> **Excerpted passage**:
%%

Using this code:
#include <stdio.h>
void printSize(char *messages[]) {
printf("%d", sizeof(messages) / sizeof(char *));
}
int main(void) {
printf("Size when through passing direct to function: ");
printSize((char *[]){"Zero", "One", "Two", "Three"});
printf("\n");
printf("Size when calculating in main: %d\n", sizeof((char *[]){"Zero", "One", "Two", "Three"}) / sizeof(char *));
return 1;
}
I get output:
Size when through passing direct to function: 1
Size when calculating in main: 4
I understand there is no way to get the correct amount of elements in a char* array, but I am curious as to why they are giving different results.
It's because char *messages[] is just syntactic sugar for char **messages, so you're just getting the size of a pointer, not the size of your whole array.
You can't, without passing the size along as another parameter.

%%

> **Given records**:
%%

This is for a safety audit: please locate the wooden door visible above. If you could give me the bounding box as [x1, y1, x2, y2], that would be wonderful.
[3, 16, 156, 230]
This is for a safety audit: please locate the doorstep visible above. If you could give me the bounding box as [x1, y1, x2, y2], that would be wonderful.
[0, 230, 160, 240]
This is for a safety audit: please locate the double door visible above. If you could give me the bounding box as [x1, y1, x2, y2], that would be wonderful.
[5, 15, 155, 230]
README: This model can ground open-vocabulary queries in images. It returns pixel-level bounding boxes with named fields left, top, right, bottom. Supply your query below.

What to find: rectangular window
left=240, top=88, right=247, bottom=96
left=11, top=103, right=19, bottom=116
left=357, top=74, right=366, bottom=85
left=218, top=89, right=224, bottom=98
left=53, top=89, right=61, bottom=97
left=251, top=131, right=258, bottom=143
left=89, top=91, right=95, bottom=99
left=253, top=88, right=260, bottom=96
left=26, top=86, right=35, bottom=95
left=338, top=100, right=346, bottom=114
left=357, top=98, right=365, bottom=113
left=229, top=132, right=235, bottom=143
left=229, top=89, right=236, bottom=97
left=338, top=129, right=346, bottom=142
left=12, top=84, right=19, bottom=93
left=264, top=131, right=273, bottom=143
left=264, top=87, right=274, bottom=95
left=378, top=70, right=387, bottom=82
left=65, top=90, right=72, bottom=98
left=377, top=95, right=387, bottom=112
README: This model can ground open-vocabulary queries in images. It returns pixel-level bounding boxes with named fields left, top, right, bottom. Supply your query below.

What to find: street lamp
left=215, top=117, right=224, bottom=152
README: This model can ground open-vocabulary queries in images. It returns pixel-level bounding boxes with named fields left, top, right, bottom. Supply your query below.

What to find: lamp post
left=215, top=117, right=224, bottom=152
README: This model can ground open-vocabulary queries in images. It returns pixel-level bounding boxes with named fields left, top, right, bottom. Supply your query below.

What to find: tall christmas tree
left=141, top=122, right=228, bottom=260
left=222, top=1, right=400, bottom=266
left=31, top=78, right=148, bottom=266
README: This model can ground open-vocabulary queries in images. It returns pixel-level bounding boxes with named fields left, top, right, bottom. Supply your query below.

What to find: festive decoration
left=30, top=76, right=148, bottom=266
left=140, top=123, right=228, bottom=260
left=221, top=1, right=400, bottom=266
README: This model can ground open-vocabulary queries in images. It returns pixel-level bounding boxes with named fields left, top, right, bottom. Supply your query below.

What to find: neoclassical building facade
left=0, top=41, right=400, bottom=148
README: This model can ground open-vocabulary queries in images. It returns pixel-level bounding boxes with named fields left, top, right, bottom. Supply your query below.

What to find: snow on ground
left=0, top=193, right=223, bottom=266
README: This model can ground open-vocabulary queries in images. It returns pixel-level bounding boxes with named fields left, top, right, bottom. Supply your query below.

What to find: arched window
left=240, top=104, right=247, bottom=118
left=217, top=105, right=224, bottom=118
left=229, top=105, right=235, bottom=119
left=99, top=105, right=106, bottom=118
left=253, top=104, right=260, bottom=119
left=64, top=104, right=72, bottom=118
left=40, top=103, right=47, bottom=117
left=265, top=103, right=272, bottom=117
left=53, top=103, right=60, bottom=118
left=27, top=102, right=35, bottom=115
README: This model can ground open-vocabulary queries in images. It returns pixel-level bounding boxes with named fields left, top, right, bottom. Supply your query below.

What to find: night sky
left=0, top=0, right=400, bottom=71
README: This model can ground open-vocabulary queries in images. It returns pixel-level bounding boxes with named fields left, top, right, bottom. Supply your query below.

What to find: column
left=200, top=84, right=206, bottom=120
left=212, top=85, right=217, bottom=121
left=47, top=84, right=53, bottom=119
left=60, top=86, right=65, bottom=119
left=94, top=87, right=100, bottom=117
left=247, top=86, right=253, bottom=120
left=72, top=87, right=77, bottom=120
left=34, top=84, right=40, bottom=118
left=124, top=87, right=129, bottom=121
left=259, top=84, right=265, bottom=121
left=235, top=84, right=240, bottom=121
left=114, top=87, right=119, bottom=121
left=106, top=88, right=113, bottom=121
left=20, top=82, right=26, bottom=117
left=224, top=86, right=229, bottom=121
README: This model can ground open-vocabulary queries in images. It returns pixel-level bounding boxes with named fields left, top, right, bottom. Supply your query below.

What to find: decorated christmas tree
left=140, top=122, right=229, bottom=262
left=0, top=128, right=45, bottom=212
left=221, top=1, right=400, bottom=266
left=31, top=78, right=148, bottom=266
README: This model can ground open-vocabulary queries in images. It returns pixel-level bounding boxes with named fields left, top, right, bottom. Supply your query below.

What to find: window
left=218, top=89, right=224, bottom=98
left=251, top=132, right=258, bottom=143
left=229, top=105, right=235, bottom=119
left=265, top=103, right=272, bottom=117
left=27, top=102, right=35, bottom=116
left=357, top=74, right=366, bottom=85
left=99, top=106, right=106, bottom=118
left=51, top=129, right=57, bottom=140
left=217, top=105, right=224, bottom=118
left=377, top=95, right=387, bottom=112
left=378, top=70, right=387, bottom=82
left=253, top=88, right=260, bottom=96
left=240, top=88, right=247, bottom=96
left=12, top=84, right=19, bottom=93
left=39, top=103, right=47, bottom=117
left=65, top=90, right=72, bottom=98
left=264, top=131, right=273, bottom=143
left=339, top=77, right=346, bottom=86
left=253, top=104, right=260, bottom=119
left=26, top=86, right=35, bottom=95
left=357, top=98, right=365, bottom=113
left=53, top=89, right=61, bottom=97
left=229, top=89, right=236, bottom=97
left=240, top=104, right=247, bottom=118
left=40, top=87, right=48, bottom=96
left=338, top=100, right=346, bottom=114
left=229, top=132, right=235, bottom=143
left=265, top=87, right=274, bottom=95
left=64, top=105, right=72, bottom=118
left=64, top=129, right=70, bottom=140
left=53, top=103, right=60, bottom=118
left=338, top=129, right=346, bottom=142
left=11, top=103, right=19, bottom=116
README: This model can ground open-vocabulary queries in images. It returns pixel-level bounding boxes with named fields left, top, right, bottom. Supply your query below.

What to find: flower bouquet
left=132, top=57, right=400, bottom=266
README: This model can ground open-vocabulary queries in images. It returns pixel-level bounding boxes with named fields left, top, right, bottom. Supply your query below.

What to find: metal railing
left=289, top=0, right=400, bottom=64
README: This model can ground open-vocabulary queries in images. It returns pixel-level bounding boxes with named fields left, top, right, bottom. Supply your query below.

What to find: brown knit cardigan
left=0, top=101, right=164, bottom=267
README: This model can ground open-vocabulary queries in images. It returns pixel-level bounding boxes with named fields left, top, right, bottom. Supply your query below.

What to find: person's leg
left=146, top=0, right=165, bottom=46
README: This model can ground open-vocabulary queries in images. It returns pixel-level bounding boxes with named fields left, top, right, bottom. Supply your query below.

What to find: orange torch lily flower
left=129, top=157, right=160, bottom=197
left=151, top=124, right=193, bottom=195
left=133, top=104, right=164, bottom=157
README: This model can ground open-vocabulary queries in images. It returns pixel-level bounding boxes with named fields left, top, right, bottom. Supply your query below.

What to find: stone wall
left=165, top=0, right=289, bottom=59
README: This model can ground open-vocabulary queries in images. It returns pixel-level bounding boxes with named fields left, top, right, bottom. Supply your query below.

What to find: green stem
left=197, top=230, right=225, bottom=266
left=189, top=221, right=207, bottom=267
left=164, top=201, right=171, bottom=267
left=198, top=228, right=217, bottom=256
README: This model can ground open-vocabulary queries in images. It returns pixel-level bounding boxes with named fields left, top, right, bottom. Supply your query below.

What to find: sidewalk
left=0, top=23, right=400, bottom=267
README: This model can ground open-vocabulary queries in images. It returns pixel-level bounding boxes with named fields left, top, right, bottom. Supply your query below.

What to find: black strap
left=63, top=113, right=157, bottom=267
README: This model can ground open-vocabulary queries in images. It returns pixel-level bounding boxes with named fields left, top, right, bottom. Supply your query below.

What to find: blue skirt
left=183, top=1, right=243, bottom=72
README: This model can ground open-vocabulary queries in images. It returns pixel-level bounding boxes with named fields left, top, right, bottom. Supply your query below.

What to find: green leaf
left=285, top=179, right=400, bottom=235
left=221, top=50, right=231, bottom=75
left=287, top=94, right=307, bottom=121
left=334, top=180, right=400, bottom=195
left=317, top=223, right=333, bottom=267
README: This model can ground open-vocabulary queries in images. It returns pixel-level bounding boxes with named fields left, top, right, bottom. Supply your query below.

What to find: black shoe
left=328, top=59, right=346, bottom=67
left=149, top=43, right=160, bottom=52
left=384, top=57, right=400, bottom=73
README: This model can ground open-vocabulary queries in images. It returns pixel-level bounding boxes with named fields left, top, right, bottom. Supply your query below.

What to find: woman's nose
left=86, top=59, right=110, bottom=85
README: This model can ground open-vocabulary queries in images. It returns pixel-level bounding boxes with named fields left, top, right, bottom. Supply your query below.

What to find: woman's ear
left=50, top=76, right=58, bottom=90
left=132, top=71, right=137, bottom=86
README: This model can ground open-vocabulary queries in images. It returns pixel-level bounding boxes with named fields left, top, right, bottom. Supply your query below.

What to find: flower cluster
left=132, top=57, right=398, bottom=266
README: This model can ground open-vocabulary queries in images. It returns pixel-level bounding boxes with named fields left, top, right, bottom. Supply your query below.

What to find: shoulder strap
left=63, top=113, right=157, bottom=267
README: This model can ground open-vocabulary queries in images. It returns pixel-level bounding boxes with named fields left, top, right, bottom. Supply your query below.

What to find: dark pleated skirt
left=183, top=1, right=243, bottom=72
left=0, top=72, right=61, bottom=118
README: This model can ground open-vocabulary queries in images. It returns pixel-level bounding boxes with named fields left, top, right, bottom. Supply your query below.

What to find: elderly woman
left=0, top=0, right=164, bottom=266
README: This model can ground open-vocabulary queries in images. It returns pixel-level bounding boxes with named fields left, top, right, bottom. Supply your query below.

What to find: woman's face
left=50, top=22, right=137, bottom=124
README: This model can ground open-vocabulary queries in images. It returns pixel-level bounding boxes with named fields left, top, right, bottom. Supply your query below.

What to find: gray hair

%%

> **Objectives**:
1) In the forum thread on sizeof, what is char *messages[] said to be syntactic sugar for?
2) Please show each line of the listing that contains the string "lamp". Case counts.

> **Correct answers**:
1) char **messages

2)
What to find: street lamp
What to find: lamp post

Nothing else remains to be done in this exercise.